RECORD EXCERPTS Start Marker

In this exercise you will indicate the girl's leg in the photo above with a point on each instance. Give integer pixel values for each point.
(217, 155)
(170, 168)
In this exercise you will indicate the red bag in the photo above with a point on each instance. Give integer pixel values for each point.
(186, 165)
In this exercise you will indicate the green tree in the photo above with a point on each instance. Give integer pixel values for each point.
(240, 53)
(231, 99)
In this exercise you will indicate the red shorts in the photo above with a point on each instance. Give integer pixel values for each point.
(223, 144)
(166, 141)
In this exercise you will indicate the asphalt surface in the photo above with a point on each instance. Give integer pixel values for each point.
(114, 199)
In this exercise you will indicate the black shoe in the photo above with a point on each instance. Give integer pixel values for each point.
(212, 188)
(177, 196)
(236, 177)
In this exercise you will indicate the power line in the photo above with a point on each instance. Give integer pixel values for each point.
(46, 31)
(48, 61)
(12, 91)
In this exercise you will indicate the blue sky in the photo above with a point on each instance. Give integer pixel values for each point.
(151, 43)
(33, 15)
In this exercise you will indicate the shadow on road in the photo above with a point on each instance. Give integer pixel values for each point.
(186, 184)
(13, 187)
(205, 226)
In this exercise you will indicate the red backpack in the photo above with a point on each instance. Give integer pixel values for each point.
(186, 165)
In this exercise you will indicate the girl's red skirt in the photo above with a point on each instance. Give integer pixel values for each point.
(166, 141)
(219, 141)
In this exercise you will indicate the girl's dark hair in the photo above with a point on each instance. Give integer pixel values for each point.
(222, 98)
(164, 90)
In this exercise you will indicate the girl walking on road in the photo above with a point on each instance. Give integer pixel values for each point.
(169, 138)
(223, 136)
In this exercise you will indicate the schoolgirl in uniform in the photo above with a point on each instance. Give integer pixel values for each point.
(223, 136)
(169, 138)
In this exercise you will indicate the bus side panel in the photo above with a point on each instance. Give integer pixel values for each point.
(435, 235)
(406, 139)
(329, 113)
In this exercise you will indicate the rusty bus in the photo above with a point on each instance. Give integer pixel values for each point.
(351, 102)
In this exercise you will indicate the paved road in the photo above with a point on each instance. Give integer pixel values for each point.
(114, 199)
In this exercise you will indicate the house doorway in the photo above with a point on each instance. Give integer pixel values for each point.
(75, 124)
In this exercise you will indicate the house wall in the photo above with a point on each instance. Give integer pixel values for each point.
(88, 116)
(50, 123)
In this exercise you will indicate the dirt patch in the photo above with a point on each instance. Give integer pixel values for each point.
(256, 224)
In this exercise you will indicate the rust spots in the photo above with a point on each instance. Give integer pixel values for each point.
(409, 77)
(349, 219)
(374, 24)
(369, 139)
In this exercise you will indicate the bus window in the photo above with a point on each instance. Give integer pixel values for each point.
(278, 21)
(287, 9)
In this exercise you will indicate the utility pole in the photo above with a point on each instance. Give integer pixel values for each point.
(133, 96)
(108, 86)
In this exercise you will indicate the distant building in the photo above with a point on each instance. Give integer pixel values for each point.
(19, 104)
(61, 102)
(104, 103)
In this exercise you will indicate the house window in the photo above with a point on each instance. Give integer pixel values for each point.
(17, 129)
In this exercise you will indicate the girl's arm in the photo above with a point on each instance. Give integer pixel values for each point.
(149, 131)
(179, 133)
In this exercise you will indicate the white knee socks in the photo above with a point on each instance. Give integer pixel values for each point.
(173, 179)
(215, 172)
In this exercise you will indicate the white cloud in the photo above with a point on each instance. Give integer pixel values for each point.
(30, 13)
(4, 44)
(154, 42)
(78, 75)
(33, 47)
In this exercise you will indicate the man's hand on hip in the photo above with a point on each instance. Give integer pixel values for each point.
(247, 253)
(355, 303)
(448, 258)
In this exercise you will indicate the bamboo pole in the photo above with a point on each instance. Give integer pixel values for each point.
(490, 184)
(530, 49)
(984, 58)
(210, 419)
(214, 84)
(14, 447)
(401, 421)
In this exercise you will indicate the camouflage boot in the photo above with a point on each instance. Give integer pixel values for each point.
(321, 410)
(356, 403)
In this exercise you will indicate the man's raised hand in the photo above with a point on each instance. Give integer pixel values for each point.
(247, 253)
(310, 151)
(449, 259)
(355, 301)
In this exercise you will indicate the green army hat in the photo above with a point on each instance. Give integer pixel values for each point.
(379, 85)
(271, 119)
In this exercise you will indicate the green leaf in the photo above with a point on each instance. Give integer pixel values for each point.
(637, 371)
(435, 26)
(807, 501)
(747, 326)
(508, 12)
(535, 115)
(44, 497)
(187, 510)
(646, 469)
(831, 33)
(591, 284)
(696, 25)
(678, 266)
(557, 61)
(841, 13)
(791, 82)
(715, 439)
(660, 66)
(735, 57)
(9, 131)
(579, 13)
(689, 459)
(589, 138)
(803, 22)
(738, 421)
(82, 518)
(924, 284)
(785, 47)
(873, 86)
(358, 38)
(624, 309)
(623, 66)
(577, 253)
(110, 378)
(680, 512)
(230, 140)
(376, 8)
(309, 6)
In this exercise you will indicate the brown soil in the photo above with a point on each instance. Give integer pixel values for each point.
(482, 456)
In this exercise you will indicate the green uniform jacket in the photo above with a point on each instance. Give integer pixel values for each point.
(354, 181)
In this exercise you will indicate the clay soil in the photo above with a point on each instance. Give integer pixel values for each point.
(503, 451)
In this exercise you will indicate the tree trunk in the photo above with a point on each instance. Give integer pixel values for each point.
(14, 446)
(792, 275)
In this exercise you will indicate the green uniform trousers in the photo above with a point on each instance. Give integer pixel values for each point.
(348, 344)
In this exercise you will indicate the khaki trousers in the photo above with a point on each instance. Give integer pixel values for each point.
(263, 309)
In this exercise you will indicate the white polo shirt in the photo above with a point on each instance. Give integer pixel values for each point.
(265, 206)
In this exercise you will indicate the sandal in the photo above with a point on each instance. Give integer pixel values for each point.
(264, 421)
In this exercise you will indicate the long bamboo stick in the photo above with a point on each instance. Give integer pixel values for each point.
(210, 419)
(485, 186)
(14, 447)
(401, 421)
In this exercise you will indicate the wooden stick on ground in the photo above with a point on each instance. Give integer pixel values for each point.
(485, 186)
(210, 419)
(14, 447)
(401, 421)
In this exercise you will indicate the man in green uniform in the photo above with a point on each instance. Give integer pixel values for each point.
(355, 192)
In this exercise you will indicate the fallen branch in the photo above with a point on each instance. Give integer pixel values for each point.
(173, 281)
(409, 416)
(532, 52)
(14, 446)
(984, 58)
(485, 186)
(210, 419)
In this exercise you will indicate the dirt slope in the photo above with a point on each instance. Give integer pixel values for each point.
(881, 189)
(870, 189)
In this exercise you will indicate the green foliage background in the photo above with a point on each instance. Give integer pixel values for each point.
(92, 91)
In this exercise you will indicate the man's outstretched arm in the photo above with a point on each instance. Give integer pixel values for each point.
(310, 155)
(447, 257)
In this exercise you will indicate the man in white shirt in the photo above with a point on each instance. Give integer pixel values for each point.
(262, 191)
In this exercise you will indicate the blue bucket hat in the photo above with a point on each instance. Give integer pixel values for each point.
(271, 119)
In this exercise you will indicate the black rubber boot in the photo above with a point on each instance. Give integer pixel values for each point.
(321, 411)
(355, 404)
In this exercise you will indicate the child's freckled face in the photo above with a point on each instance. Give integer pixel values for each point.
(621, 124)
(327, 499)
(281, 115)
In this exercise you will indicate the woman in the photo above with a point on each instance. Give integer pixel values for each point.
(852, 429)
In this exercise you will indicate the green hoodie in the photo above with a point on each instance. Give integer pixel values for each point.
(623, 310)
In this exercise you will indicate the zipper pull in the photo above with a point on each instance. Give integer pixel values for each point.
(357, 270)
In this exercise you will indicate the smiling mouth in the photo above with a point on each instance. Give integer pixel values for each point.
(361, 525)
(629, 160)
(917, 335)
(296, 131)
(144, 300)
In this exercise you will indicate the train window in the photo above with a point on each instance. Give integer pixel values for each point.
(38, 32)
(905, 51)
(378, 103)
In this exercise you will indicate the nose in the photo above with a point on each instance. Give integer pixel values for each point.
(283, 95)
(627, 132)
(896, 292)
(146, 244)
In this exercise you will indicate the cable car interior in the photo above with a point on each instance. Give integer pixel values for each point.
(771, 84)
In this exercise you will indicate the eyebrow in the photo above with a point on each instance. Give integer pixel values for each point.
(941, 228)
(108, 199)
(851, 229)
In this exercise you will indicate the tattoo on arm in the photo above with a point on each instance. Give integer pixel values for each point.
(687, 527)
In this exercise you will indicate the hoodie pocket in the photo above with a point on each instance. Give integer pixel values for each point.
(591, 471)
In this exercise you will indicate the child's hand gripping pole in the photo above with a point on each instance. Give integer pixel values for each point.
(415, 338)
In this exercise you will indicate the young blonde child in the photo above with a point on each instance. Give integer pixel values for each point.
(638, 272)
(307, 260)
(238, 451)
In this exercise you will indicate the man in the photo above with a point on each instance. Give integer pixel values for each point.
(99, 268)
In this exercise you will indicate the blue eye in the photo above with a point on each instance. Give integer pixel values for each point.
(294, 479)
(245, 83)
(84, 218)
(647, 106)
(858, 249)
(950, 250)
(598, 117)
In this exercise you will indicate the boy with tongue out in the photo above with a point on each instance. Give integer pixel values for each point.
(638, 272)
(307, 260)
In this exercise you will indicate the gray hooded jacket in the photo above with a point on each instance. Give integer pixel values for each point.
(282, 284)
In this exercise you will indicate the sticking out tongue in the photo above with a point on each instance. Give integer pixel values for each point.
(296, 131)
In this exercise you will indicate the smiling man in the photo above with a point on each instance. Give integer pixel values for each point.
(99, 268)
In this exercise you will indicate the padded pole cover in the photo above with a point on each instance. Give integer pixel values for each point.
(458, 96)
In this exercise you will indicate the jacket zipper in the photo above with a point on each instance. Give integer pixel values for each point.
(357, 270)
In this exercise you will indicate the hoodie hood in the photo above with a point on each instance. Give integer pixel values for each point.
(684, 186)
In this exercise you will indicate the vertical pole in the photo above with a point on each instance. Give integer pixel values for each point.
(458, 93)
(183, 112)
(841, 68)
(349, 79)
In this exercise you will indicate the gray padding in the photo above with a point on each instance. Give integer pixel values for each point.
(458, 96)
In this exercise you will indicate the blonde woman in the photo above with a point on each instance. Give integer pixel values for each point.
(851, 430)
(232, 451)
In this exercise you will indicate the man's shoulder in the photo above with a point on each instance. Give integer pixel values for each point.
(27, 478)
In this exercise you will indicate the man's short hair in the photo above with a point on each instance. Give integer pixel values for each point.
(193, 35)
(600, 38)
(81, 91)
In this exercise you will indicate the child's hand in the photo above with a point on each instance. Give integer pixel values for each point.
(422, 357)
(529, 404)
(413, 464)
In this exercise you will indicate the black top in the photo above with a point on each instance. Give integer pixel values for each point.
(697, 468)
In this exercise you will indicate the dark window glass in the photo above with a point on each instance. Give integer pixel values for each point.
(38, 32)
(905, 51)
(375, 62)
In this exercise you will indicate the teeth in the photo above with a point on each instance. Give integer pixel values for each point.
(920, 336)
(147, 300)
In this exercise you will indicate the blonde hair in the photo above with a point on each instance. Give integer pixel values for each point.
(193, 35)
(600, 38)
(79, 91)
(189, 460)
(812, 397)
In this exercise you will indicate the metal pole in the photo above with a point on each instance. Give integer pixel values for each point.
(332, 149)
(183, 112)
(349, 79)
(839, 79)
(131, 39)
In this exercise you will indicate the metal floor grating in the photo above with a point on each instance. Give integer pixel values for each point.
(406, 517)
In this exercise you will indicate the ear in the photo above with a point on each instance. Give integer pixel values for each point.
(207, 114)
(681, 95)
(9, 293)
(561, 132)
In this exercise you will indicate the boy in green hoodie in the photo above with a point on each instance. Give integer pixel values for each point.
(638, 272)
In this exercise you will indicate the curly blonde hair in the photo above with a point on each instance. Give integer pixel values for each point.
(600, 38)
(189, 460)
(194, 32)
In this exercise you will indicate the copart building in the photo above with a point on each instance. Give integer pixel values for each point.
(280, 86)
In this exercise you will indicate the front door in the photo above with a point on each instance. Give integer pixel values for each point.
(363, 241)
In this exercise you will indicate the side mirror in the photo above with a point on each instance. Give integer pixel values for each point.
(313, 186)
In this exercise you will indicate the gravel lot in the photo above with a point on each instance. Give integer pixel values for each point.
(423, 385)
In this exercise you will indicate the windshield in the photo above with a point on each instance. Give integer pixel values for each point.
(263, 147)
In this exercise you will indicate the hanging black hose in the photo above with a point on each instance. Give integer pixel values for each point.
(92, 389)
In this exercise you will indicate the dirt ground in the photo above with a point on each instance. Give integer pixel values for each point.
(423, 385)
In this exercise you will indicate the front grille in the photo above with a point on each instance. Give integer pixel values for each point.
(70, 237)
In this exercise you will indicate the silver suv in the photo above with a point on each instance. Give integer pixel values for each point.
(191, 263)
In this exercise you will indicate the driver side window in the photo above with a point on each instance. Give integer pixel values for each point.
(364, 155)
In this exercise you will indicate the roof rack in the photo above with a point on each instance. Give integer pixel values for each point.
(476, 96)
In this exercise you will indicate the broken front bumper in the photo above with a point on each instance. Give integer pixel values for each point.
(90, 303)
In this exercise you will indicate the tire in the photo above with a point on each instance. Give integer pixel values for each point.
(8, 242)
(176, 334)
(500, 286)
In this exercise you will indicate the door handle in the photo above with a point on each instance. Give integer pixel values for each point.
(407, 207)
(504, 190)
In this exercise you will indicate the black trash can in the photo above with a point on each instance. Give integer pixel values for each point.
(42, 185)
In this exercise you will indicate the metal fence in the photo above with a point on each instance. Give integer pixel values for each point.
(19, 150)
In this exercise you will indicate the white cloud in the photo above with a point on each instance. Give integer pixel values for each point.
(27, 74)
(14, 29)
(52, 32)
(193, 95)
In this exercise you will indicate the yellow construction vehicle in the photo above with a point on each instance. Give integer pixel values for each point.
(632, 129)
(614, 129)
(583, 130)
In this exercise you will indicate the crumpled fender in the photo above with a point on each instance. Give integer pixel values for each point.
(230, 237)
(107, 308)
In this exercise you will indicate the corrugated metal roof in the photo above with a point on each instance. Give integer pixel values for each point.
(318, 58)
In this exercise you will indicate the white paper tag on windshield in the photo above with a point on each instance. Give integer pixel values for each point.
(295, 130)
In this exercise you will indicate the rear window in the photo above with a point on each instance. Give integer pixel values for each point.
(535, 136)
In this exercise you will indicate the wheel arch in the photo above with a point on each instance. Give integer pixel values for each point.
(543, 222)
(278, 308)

RECORD EXCERPTS End Marker

**TASK DETAILS:** Set down exactly, and only, the lines from the one containing "In this exercise you will indicate the wheel" through the final line of the entries above.

**WRITTEN RESPONSE:**
In this exercise you will indicate the wheel arch in the photo above with a point on each instance. Give integer pixel values for each point.
(543, 222)
(278, 308)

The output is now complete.